- [Short task]: Please edit the records below so that each "marker" becomes "pin", and keep every other line unchanged.
## START Entries shown
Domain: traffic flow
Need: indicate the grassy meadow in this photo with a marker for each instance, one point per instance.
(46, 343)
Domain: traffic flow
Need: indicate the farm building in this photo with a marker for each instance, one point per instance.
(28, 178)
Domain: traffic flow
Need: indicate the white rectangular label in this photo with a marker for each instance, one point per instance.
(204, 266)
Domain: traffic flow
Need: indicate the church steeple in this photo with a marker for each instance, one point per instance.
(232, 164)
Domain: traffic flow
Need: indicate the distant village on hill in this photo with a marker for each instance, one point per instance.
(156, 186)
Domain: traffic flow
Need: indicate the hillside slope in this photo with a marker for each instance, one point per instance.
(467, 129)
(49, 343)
## END Entries shown
- [Final result]:
Domain: traffic flow
Need: indicate the grassy meadow in this photo with a pin for each instance, one point per instance.
(46, 343)
Domain: traffic flow
Need: indicate the farm building in this photo with a pin for each instance, one point per instance.
(28, 178)
Domain: traffic flow
Need: indicate the white rectangular label in this photo with a pin for each instance, one point per instance.
(204, 266)
Domain: traffic flow
Need: indicate the church steeple in this photo with a pin for each instance, one point per instance.
(232, 164)
Domain: traffic flow
Need: indicate the distant village on hill in this photo with a pin for each instance, one point per instance.
(156, 186)
Domain: traffic flow
Need: indicate the hillside slope in this photo with a pin for each instance, one point per instance.
(467, 129)
(49, 343)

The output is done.